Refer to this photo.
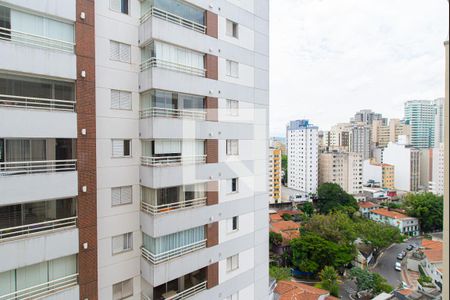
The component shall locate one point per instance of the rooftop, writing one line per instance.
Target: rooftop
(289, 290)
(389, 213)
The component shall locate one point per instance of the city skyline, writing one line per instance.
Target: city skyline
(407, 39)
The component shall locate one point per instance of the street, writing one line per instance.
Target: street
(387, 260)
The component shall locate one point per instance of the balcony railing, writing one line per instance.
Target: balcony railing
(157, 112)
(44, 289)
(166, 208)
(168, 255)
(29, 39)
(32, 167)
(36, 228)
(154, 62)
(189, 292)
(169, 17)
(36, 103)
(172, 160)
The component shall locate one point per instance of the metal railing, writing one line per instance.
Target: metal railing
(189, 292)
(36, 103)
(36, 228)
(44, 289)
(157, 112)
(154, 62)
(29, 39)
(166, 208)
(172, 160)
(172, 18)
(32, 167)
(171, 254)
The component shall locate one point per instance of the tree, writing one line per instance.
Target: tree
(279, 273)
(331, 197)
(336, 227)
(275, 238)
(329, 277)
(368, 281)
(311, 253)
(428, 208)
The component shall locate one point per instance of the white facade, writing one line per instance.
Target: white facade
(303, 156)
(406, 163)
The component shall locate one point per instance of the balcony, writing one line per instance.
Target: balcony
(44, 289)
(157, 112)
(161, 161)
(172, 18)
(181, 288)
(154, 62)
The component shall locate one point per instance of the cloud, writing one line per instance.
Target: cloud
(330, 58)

####

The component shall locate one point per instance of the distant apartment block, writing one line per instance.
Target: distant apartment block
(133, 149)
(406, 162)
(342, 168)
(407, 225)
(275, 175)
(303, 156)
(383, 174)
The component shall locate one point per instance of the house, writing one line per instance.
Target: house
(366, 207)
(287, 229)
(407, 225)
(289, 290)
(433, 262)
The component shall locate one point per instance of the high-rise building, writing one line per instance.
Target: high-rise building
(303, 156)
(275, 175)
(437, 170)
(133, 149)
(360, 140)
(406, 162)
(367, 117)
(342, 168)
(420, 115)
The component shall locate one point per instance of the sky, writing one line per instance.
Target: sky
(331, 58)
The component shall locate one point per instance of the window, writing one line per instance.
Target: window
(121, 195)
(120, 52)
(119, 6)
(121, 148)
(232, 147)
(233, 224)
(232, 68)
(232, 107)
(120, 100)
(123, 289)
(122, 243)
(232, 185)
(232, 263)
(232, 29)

####

=== ABOUT THIS TASK ===
Retype, exactly and with no pictures, everything above from the line with "Refer to this photo." down to the line with "The component shall locate one point per instance of the white", both included.

=== COMPLETED EXERCISE ===
Refer to this photo.
The component shall locate one point per instance of the rooftop, writing one line per instance.
Target: rooftop
(289, 290)
(389, 213)
The component shall locate one point per instance of the city skyline, writing one line per instance.
Target: city skyline
(407, 39)
The component shall locate one point per instance of the street, writing one line per instance.
Target: street
(387, 260)
The component shall locate one point per instance of the balcony railing, writing one line per instance.
Target: balcony railing
(157, 112)
(44, 289)
(166, 208)
(168, 255)
(29, 39)
(32, 167)
(36, 228)
(154, 62)
(189, 292)
(169, 17)
(36, 103)
(172, 160)
The component shall locate one point per instance of the metal railing, writing one line per instance.
Target: metal railing
(189, 292)
(36, 103)
(36, 228)
(44, 289)
(157, 112)
(154, 62)
(29, 39)
(166, 208)
(172, 160)
(172, 18)
(32, 167)
(171, 254)
The component shall locate one point per instance of the tree, writing one line per instance.
Target: tree
(279, 273)
(331, 197)
(336, 227)
(275, 238)
(329, 277)
(368, 281)
(311, 253)
(428, 208)
The component shall locate one point per instance of the white facade, writing one line per instance.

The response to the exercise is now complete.